[Items from a dataset]

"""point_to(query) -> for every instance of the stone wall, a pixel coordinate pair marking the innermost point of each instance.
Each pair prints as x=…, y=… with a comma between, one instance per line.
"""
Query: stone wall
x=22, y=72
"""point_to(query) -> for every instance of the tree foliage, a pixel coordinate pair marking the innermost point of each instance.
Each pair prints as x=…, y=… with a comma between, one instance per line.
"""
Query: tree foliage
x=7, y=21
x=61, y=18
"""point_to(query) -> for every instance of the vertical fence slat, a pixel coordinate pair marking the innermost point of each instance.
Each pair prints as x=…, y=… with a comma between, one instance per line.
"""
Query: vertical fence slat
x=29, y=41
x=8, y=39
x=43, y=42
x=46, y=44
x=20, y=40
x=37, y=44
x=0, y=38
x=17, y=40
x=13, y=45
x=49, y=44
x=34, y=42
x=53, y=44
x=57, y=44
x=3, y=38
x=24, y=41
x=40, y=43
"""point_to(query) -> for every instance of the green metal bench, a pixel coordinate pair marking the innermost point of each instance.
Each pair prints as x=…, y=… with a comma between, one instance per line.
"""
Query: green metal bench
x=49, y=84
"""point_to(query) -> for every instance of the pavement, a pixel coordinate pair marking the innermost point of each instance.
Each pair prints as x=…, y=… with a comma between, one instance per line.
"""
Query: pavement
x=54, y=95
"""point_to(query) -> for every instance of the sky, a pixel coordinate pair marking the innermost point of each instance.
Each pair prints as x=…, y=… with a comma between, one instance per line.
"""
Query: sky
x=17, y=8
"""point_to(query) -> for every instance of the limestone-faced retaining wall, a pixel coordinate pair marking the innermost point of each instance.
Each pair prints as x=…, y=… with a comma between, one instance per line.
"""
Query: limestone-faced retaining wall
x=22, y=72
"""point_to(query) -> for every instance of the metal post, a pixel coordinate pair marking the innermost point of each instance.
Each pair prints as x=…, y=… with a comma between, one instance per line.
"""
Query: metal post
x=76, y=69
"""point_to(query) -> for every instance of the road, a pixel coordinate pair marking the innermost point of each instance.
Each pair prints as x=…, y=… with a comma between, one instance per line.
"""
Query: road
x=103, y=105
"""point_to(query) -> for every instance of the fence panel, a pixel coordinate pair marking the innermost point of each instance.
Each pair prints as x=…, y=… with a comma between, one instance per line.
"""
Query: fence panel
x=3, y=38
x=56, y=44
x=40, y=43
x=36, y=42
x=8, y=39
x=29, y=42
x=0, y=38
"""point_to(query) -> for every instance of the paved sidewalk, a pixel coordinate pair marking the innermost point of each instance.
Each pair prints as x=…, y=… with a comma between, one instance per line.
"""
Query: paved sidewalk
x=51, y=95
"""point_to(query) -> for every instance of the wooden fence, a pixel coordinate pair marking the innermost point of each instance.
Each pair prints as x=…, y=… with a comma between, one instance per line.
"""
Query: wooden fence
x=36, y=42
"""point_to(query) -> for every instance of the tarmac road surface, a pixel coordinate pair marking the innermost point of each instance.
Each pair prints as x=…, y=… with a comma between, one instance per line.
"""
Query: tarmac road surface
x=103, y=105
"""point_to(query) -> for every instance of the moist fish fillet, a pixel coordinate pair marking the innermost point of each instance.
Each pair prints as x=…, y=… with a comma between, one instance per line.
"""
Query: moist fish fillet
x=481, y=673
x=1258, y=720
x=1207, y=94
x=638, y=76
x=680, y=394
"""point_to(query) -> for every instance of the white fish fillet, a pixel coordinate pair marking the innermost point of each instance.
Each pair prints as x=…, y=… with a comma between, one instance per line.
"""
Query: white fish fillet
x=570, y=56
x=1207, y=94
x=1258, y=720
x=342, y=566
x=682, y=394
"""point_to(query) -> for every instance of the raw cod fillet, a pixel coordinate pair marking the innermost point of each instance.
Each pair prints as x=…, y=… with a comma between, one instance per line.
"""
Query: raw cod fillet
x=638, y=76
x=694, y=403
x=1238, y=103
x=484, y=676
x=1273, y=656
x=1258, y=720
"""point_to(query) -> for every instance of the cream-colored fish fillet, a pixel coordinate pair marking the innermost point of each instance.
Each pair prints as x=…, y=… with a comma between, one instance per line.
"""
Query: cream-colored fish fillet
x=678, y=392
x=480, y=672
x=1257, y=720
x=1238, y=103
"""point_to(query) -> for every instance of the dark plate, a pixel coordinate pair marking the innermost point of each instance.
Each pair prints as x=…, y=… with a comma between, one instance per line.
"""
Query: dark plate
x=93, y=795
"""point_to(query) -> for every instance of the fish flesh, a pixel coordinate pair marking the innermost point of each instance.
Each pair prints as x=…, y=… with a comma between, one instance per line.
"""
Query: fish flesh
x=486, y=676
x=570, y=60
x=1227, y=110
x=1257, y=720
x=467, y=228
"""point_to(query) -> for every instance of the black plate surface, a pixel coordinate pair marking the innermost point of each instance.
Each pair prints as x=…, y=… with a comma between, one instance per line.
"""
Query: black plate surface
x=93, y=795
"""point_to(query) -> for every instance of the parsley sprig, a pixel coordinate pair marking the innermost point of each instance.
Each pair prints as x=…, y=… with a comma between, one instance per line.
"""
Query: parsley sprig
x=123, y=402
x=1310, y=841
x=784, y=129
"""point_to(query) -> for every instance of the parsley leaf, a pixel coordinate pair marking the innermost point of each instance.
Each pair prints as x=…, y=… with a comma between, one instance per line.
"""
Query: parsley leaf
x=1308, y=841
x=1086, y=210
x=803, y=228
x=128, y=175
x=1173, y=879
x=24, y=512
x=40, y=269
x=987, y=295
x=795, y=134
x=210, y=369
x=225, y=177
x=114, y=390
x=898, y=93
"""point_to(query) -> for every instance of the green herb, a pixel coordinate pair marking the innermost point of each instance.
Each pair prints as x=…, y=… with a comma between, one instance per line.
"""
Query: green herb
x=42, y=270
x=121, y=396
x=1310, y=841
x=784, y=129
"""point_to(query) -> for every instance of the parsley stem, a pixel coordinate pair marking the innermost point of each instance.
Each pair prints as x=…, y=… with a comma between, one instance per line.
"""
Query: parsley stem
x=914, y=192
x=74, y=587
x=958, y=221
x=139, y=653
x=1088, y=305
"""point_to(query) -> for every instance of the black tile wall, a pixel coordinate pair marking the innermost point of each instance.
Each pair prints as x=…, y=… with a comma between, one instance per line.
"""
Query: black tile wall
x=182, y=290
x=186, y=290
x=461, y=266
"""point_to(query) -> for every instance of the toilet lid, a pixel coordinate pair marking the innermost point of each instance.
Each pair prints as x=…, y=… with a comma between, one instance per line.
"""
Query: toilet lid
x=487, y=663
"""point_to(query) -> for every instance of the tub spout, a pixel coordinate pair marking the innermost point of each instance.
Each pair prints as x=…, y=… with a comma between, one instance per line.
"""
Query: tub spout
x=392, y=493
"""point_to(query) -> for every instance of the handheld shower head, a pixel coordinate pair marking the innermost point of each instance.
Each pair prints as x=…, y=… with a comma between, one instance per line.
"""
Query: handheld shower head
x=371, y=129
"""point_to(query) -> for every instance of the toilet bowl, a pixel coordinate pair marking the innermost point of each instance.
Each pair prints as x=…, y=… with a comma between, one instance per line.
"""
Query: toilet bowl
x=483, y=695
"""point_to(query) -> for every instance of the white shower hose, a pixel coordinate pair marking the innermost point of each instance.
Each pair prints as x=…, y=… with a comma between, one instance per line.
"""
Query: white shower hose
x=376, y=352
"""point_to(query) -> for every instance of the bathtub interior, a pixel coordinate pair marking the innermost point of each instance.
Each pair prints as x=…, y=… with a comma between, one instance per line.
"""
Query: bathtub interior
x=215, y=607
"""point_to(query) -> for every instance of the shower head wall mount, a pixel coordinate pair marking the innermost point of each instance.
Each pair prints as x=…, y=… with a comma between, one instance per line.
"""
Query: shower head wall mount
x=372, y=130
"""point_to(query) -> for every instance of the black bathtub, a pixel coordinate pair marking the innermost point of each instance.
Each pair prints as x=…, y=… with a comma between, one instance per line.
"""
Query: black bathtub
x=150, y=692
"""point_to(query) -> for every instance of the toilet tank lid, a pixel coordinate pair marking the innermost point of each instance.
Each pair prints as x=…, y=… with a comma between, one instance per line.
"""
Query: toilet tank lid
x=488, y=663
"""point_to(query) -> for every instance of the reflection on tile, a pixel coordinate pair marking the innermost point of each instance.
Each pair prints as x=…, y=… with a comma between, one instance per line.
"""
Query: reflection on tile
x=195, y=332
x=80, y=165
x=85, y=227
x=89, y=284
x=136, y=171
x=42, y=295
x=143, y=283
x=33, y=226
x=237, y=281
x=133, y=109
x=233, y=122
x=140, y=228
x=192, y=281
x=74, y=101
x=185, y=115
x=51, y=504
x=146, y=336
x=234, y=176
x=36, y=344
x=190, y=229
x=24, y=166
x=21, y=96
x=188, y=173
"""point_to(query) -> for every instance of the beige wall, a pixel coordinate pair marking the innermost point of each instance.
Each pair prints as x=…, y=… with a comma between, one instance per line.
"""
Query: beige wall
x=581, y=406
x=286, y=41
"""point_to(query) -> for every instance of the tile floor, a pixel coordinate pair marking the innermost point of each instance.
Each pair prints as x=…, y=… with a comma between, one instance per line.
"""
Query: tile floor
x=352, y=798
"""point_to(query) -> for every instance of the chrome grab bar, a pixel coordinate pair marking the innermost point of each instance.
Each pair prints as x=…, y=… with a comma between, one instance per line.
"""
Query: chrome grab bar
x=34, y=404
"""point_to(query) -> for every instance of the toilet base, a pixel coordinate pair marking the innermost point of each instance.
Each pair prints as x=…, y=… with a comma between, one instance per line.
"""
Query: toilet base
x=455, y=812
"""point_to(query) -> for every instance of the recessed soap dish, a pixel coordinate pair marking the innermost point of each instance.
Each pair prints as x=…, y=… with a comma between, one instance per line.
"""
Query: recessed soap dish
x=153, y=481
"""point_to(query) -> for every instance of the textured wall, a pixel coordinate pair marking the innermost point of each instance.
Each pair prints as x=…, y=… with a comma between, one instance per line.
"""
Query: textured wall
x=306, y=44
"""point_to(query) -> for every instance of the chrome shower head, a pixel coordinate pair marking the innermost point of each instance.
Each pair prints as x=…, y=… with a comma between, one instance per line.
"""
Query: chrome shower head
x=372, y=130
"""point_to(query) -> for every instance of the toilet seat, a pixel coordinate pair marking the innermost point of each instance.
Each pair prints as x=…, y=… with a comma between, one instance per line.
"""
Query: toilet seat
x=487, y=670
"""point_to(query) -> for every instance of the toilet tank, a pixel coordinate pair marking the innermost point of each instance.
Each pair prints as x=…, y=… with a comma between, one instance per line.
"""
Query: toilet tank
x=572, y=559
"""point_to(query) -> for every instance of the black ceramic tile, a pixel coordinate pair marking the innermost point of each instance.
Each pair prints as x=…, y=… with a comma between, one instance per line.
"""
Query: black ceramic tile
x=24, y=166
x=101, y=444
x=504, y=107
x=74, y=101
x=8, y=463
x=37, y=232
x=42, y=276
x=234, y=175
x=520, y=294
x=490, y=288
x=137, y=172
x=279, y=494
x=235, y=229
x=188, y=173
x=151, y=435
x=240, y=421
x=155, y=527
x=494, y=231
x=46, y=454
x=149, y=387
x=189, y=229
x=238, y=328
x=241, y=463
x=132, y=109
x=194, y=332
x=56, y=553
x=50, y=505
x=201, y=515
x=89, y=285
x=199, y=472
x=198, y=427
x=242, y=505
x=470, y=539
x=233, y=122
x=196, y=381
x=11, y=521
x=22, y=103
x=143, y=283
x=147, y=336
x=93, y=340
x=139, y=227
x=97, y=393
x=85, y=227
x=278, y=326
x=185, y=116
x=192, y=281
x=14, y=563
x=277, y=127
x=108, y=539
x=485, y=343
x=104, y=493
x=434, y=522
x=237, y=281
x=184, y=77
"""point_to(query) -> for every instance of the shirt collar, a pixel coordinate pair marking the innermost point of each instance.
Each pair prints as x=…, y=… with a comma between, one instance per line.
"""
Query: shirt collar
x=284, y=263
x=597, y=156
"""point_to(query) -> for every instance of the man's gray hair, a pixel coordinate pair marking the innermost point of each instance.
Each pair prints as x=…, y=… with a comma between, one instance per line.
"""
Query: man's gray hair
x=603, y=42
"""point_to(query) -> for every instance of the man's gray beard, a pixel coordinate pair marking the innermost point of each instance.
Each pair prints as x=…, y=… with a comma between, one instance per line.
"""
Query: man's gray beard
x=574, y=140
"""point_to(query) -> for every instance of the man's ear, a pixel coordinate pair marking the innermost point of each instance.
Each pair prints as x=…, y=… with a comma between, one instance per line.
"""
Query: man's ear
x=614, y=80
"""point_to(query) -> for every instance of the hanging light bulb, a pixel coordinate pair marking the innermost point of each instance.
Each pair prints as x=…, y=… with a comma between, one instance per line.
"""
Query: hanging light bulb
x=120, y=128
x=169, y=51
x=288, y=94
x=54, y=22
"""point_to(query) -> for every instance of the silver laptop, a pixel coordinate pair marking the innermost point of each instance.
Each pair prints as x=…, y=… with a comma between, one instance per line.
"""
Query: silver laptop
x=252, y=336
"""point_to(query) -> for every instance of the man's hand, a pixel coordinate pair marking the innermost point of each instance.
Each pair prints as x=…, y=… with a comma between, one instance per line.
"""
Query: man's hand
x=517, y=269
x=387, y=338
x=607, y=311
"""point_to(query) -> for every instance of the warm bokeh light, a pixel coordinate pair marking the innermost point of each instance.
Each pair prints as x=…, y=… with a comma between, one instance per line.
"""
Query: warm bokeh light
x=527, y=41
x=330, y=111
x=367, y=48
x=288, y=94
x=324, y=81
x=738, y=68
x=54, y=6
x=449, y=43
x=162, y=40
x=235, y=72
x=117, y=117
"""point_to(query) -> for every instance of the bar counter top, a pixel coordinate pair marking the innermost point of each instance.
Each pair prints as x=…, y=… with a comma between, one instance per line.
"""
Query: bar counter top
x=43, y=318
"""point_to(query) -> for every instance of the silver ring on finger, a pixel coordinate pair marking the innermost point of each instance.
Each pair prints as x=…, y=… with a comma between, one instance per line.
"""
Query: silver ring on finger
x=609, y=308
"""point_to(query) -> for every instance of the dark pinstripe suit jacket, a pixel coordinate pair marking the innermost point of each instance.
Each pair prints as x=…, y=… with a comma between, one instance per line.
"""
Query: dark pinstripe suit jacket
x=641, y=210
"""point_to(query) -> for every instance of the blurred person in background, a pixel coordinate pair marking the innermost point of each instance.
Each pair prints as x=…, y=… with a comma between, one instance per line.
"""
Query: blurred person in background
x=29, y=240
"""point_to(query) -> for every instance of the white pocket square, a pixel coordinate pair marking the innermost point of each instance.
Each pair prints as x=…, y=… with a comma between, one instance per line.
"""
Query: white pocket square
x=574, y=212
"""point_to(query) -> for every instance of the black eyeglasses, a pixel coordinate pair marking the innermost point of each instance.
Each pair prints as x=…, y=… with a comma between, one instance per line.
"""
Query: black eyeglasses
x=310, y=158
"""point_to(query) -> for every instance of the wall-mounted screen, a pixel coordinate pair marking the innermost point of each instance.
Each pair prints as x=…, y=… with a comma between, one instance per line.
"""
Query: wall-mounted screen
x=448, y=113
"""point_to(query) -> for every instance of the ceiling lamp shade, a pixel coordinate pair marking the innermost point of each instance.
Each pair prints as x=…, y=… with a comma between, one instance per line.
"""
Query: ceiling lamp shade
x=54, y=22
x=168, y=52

Problem requirements. Copy the lines above exactly. Start with the line containing "of the fish", end with the line containing "the black plate", and include both.

Answer section.
"""point_to(query) -> for every instance of the fish flesh, a pixel coordinate pair marking the innermost point of each instance.
Each pair prints as x=…, y=… with a comma between, one instance per line.
"""
Query: fish flesh
x=486, y=676
x=570, y=60
x=1227, y=110
x=1257, y=720
x=467, y=228
"""point_to(query) -> for every instance of the black plate surface, a pixel coordinate pair marking the innermost point of each instance.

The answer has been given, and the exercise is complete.